WHAT THE TASK REQUIRES — Reproduce exactly the line in which "Pin every instance of the apartment" occurs and all the lines after it, ending with the last line.

DATASET CONTENT —

## START

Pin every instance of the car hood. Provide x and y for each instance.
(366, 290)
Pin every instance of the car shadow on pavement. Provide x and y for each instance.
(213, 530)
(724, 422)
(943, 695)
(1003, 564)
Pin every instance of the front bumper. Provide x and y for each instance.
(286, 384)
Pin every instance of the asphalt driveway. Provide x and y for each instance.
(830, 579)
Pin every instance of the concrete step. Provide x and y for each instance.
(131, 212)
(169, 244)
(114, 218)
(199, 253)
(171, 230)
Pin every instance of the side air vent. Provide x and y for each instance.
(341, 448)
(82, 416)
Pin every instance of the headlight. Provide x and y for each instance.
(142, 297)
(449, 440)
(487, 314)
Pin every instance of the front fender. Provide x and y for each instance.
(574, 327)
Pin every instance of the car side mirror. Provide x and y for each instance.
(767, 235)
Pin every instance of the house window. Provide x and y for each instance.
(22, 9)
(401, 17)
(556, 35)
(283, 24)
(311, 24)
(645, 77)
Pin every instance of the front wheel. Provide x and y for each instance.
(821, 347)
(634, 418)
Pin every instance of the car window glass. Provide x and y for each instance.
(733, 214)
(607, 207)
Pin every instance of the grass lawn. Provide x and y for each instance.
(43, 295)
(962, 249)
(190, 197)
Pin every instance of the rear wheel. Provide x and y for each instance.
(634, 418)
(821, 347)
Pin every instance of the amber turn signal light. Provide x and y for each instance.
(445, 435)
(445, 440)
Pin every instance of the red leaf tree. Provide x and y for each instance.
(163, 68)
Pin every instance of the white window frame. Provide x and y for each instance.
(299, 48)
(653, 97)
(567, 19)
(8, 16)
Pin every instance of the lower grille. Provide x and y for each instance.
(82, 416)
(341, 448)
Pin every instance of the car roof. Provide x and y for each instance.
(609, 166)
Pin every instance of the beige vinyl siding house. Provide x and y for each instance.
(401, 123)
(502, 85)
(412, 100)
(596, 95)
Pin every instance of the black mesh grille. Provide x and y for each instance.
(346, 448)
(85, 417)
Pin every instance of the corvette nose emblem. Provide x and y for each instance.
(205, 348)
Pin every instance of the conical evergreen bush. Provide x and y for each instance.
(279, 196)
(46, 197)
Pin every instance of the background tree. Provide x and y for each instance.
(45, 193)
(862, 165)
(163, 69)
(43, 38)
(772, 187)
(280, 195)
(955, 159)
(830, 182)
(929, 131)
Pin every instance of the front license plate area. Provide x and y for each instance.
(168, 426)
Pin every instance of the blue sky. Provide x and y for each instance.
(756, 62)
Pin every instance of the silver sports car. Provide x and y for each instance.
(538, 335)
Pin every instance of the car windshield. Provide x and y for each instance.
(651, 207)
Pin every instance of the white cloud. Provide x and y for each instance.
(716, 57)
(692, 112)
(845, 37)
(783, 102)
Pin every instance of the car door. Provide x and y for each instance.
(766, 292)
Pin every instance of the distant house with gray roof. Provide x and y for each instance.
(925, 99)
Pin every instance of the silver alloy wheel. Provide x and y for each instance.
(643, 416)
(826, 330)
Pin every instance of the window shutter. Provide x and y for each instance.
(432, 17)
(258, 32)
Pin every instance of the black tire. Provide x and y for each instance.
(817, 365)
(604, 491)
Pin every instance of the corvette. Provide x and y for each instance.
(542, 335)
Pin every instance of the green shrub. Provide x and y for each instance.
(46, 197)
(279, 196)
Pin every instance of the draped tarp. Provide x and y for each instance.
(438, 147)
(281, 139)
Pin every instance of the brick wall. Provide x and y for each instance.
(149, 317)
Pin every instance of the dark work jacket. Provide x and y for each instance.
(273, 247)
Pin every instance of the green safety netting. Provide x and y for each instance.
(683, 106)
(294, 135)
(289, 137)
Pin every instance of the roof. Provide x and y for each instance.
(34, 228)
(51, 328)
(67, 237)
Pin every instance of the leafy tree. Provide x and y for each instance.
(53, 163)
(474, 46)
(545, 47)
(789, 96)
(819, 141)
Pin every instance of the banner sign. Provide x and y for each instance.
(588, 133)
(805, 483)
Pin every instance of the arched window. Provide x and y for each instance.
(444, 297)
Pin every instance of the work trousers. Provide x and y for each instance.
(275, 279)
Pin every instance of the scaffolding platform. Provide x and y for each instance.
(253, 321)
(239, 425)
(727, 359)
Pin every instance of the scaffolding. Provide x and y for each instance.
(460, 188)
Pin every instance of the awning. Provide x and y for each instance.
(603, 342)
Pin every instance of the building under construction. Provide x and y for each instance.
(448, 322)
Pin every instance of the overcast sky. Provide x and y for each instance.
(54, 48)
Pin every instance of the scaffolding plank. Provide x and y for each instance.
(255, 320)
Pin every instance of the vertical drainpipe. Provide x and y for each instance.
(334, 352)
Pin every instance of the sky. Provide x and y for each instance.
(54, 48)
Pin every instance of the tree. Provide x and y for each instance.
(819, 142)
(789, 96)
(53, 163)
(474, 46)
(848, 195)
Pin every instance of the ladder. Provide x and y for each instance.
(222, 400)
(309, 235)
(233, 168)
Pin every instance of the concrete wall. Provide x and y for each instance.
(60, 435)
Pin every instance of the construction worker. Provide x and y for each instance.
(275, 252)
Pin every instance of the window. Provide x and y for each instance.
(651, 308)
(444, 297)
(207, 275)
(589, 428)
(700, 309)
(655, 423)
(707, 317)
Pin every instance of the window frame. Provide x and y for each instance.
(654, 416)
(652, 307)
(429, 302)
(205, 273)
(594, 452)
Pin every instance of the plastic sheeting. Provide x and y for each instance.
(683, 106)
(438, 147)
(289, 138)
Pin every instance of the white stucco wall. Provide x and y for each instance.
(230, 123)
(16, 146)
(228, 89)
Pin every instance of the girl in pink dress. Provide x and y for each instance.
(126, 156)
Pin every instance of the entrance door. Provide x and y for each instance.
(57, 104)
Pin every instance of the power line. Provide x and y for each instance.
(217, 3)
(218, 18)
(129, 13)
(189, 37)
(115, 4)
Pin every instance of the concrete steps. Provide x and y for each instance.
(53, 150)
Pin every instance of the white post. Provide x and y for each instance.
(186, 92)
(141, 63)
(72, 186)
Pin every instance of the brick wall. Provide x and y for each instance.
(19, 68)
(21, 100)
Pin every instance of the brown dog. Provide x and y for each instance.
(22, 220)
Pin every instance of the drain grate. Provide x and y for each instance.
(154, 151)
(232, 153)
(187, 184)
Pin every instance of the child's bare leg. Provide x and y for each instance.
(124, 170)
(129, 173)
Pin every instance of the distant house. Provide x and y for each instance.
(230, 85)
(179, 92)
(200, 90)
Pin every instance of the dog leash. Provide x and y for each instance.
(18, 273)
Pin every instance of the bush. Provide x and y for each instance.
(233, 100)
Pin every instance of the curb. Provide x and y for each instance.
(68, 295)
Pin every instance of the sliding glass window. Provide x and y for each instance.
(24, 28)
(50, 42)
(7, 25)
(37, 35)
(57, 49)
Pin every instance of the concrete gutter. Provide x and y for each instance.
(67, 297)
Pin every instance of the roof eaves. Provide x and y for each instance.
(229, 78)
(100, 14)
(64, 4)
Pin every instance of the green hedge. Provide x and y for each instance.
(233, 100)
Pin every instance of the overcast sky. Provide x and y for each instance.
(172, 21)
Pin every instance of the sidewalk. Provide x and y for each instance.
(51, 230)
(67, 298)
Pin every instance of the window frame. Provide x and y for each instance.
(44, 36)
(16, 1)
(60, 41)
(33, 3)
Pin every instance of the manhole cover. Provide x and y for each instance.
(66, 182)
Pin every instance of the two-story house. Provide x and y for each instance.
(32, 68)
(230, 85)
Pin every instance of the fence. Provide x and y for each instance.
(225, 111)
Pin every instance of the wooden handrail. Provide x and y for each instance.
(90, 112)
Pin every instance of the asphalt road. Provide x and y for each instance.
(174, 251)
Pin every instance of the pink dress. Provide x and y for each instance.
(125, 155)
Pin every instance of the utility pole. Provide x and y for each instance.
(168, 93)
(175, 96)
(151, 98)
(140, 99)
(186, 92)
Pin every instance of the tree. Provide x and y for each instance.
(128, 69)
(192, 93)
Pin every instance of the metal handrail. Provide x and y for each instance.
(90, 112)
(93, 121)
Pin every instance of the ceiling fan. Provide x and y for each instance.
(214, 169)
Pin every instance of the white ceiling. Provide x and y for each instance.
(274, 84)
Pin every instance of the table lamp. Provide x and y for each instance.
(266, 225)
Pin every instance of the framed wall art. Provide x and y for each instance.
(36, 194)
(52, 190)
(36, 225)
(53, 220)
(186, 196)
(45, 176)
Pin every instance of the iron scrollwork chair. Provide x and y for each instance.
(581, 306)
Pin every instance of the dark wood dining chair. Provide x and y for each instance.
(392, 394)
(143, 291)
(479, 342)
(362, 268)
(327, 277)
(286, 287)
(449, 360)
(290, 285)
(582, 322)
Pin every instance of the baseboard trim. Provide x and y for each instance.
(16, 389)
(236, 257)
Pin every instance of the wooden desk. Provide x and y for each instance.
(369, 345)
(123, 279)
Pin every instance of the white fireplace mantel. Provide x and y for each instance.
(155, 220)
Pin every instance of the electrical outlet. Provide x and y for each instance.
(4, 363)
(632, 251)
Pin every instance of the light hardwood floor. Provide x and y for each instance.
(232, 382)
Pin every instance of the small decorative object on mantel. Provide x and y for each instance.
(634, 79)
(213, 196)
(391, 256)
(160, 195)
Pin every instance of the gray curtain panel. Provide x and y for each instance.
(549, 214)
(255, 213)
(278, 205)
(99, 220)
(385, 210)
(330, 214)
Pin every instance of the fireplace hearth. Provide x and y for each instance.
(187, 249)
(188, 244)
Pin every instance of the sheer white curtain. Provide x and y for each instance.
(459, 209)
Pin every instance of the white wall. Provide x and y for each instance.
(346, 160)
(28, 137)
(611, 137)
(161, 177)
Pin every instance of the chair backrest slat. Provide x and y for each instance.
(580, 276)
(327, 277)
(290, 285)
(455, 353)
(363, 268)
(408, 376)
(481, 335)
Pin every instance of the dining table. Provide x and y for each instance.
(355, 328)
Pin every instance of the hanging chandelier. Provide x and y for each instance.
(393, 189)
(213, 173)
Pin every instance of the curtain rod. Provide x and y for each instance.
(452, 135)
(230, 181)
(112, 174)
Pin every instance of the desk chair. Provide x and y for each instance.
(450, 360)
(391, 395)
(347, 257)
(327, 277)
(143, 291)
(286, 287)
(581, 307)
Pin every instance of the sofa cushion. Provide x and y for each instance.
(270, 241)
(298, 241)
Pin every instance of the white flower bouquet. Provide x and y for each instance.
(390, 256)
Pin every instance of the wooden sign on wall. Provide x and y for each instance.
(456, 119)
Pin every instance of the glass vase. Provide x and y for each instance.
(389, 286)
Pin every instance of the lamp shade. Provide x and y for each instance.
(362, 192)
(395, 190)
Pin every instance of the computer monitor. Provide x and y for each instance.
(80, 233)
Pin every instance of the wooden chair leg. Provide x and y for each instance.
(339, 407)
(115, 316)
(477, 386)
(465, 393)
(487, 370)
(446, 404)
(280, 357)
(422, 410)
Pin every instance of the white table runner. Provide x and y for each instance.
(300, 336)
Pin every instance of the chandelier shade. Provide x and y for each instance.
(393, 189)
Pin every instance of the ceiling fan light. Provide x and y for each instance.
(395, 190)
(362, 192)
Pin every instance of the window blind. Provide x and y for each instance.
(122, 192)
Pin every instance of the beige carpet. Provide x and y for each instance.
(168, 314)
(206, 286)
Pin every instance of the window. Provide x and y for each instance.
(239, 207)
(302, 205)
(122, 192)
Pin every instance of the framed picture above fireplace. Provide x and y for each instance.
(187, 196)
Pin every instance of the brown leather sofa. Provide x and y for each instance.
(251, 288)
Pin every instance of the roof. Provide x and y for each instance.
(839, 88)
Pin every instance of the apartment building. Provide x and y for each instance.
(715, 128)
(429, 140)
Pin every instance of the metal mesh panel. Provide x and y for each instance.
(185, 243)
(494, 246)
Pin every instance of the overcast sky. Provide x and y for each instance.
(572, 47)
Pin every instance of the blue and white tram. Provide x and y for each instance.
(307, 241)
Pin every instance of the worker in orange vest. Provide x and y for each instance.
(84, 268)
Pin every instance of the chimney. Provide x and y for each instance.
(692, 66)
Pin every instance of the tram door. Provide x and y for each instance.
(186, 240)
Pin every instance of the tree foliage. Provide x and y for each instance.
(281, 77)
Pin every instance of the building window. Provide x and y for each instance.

## END

CORRECT RESPONSE —
Pin every instance of the apartment building. Provide x and y for each instance.
(715, 128)
(429, 140)
Pin every instance of the metal mesh panel. Provide x and y for each instance.
(185, 243)
(494, 246)
Pin every instance of the overcast sky. Provide x and y for each instance.
(572, 47)
Pin every instance of the blue and white tram. Provide x and y for each instance.
(307, 241)
Pin every instance of the worker in orange vest. Provide x and y for each instance.
(84, 268)
Pin every instance of the chimney. Provide x and y for each instance.
(692, 66)
Pin every instance of the tram door. Provide x and y for each instance.
(186, 240)
Pin every instance of the tree foliage. Provide x and y for each instance.
(281, 77)
Pin every instance of the building window. Provide x and y for each instance.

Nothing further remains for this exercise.